--- Stored records ---
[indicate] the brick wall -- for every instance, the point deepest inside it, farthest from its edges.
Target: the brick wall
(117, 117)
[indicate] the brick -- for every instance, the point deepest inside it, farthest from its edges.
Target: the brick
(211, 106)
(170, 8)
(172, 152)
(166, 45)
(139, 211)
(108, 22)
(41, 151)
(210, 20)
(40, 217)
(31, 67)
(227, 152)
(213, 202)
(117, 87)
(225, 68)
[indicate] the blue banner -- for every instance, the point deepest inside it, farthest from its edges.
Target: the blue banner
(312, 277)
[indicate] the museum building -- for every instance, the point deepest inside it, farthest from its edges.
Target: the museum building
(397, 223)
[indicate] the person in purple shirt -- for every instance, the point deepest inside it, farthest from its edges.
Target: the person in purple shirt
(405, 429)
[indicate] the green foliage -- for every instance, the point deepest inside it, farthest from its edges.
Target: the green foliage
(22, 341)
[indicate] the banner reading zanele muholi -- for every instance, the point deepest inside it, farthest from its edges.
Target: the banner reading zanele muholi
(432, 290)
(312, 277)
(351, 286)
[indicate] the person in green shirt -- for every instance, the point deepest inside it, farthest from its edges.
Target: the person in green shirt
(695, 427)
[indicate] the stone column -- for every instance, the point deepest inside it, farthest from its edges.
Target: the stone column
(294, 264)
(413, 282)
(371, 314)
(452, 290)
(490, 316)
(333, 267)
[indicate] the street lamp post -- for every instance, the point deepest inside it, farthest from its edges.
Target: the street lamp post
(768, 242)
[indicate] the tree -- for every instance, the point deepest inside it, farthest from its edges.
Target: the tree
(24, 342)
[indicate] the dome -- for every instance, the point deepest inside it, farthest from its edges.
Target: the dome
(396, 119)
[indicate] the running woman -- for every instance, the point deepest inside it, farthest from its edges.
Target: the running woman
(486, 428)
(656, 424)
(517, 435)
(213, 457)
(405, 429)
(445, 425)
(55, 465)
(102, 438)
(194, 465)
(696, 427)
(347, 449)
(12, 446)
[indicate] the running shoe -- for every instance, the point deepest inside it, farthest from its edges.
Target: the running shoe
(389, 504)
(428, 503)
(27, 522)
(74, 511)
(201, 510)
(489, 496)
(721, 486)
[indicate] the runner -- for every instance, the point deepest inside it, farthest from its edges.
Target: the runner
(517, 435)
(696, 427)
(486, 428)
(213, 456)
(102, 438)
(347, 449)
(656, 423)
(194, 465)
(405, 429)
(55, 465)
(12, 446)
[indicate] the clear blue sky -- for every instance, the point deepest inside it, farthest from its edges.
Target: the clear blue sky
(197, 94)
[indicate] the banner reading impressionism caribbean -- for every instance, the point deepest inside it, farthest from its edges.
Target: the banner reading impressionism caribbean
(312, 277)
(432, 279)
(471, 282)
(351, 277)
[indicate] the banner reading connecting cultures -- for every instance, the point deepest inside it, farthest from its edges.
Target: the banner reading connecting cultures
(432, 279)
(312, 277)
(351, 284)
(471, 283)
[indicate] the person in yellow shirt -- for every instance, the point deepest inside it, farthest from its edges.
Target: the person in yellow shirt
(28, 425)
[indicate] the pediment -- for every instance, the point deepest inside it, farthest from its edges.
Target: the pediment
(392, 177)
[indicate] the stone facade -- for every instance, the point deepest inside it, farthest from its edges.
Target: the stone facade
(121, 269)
---
● Exercise requirements: Return exactly the lines from the one containing "[indicate] the dome" through the last line of the records above, both included, and nothing else.

● Solution to this task:
[indicate] the dome -- for every instance, the point deepest inside it, farthest from its edges.
Target: the dome
(396, 119)
[indicate] the running woman -- for every instance, the point deepest inside it, farthest from its edges.
Target: the running woman
(486, 428)
(656, 424)
(517, 435)
(213, 457)
(405, 429)
(445, 425)
(55, 465)
(102, 438)
(194, 465)
(696, 427)
(347, 449)
(12, 446)
[indicate] the running shoe -- for every instance, the point deepest inside it, farthest from its edges.
Target: the running shoe
(389, 504)
(428, 503)
(27, 522)
(74, 511)
(201, 510)
(489, 496)
(721, 486)
[indicate] the runner -- for every instance, the point deepest inside it, farthest from its edges.
Target: the runner
(517, 435)
(696, 427)
(486, 428)
(213, 456)
(102, 438)
(347, 449)
(656, 423)
(194, 465)
(405, 429)
(55, 465)
(12, 446)
[indicate] the clear blue sky -- for every instance, the point deepest inside it, farthest from its edges.
Target: the clear blue sky
(197, 94)
[indicate] the banner reading impressionism caribbean -- for every instance, the point deepest inside it, farthest from its edges.
Target: the banner reading impressionism caribbean
(312, 277)
(432, 279)
(471, 282)
(351, 277)
[indicate] the banner reading connecting cultures -- for every instance, the point deepest inside it, farthest from its edges.
Target: the banner reading connecting cultures
(432, 279)
(312, 277)
(351, 284)
(471, 283)
[indicate] the person in yellow shirt -- for every instance, the point deepest inside it, farthest from its edges.
Target: the person in yellow shirt
(28, 425)
[indicate] the pediment -- for every instance, the point deepest inside it, farthest from its edges.
Target: the pediment
(392, 177)
[indicate] the stone facade -- for every instance, the point deepest inside it, farthest from its edges.
Target: the stone facade
(121, 269)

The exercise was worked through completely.